Input material:
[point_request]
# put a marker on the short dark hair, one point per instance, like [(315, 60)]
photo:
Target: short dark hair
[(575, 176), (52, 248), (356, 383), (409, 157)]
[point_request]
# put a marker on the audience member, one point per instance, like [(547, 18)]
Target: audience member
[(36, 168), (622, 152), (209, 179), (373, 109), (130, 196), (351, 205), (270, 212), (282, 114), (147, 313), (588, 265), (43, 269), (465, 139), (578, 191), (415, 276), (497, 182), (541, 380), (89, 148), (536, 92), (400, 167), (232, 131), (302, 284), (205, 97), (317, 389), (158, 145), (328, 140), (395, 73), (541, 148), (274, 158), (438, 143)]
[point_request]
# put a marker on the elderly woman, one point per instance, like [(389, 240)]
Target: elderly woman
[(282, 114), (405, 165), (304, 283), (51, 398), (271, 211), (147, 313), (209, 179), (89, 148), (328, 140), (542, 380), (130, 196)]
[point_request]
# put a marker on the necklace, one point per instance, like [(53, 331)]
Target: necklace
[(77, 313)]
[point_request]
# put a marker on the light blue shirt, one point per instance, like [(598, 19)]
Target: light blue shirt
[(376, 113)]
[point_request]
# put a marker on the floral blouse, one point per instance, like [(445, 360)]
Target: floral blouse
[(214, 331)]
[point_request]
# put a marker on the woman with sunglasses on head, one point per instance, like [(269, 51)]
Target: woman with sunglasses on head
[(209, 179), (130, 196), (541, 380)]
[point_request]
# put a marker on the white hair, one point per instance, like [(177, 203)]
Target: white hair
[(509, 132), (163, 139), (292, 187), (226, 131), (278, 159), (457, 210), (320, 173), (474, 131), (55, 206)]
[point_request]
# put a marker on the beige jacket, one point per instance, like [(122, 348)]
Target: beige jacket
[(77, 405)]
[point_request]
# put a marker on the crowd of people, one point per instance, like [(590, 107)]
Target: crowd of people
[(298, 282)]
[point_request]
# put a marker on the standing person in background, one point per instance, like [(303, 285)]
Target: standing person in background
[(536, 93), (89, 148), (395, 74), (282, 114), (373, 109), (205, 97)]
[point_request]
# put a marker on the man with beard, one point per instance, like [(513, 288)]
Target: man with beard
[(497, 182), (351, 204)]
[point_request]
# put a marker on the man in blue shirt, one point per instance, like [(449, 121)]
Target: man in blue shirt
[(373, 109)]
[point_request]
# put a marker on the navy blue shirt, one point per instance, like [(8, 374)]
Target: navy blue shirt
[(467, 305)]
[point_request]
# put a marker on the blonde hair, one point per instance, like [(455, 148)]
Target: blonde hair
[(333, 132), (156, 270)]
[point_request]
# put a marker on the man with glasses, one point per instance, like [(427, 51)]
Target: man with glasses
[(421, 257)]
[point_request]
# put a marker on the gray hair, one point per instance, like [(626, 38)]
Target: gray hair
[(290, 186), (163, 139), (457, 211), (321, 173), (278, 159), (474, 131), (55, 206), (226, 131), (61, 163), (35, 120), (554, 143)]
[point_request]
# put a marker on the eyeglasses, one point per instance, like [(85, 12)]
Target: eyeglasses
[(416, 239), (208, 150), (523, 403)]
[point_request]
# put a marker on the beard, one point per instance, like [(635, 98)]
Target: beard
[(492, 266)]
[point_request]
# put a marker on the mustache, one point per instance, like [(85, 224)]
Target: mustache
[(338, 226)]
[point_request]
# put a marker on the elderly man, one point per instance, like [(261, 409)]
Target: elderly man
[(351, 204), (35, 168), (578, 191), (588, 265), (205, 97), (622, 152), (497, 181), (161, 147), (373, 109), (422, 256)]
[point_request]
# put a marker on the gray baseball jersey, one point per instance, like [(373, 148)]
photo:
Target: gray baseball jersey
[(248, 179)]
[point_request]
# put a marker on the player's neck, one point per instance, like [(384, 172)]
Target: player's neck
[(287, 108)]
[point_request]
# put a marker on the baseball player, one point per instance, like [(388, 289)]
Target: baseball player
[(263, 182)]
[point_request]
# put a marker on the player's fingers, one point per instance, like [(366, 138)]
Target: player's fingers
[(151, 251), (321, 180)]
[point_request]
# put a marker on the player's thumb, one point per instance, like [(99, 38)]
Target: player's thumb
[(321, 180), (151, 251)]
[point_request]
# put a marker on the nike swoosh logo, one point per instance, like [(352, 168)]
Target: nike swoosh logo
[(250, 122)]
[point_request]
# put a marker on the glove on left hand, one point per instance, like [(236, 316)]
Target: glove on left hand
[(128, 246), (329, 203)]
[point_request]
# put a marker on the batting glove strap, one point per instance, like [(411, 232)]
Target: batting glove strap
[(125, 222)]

What you need to do: Repeat every entry word for word.

Reply to the exercise:
[point_request]
# put a marker on the short dark hair, one point per instance, like [(315, 60)]
photo:
Target: short dark hair
[(575, 176), (52, 248), (356, 383), (409, 157)]
[point_request]
# put a marker on the audience member, one point per instance, like [(547, 18)]
Target: audience member
[(36, 168), (622, 152), (209, 179), (373, 109), (130, 196), (351, 205), (270, 212), (282, 114), (147, 313), (588, 265), (43, 269), (465, 139), (578, 191), (415, 276), (497, 182), (541, 380), (89, 148), (536, 92), (400, 167), (232, 131), (302, 284), (205, 97), (317, 389), (158, 145), (328, 140), (395, 73), (541, 148), (274, 158), (438, 143)]
[point_request]
# put a marker on the elderly woman, one point per instance, like [(389, 240)]
Target: elderly woman
[(282, 114), (405, 165), (304, 283), (51, 398), (271, 211), (147, 313), (209, 179), (89, 148), (328, 140), (542, 380), (130, 196)]
[point_request]
# put a marker on the necklace, one point per instance, like [(53, 331)]
Target: necklace
[(77, 313)]
[point_request]
# put a marker on the light blue shirt, one point per instance, like [(598, 19)]
Target: light blue shirt
[(376, 113)]
[point_request]
# put a marker on the floral blouse, one point per instance, like [(445, 360)]
Target: floral blouse
[(214, 331)]
[point_request]
# put a marker on the woman with sunglasses on head, one point per instance, like [(269, 51)]
Target: woman with sunglasses on head
[(209, 179), (130, 196), (541, 380)]
[point_request]
# put a marker on the white hair, one point per instance, like [(177, 203)]
Target: white hair
[(509, 132), (163, 139), (292, 187), (226, 131), (278, 159), (457, 210), (320, 173), (474, 131), (55, 206)]
[point_request]
# put a marker on the beige jacket, one point per instance, like [(122, 348)]
Target: beige jacket
[(77, 405)]
[point_request]
# put a marker on the crowd of people, one point per instance, like [(590, 107)]
Target: crowd of people
[(298, 282)]
[point_request]
# put a marker on the standing person in background, one point per instance, like [(303, 285)]
Target: standing person in background
[(536, 93), (89, 148), (395, 74), (282, 114), (373, 109), (205, 97)]
[point_request]
# put a marker on the man with beard, one point per instance, like [(513, 288)]
Target: man with beard
[(497, 182), (351, 204)]
[point_request]
# put a marker on the man in blue shirt, one point per instance, like [(449, 121)]
Target: man in blue shirt
[(373, 109)]
[point_request]
# put a marker on the navy blue shirt, one point per instance, like [(8, 374)]
Target: navy blue shirt
[(467, 305)]
[point_request]
# put a marker on the blonde hair, one point per instance, like [(455, 148)]
Target: blonde hair
[(333, 132), (156, 270)]
[point_request]
# put a marker on the man with glasses, one point per instance, like [(427, 51)]
Target: man with glasses
[(421, 257)]
[point_request]
# put a marker on the gray hair, one point per instance, like [(626, 38)]
Target: gray hair
[(290, 186), (163, 139), (457, 211), (321, 173), (278, 159), (474, 131), (55, 206), (226, 131), (61, 163), (35, 120), (554, 143)]
[point_request]
# put a marker on the eyeglasses, one point per instance, like [(85, 12)]
Target: eyeglasses
[(416, 239), (208, 150), (523, 403)]
[point_request]
# put a marker on the beard, one point per instance, like [(635, 98)]
Target: beard
[(492, 266)]
[point_request]
# put a marker on the mustache, one point per instance, like [(85, 224)]
Target: mustache
[(338, 226)]
[point_request]
# put a marker on the elderly man, one point per instance, like [(261, 409)]
Target: elderly man
[(351, 204), (35, 168), (578, 191), (588, 265), (205, 97), (622, 152), (497, 181), (161, 147), (373, 109), (422, 256)]
[point_request]
# put a marker on the gray baseball jersey, one point per instance, like [(373, 148)]
photo:
Target: gray baseball jersey
[(248, 179)]
[point_request]
# put a marker on the player's neck, one point per instance, like [(384, 172)]
Target: player's neck
[(287, 108)]
[point_request]
# put a marker on the baseball player, one point per instance, like [(388, 289)]
Target: baseball player
[(263, 182)]
[point_request]
# put a marker on the player's fingers, one point per instance, like [(366, 138)]
Target: player's fingers
[(151, 251), (321, 180)]
[point_request]
# put a marker on the player's thumb, one point per instance, like [(99, 38)]
Target: player's thumb
[(321, 180), (151, 251)]
[point_request]
# put a marker on the nike swoosh logo, one point per instance, like [(352, 168)]
Target: nike swoosh logo
[(250, 122)]
[point_request]
# put a marker on the glove on left hand, one point per instance, like [(236, 316)]
Target: glove on left hand
[(128, 246), (329, 203)]
[point_request]
# put a marker on the batting glove strap, one point per instance, like [(411, 232)]
Target: batting glove strap
[(125, 222)]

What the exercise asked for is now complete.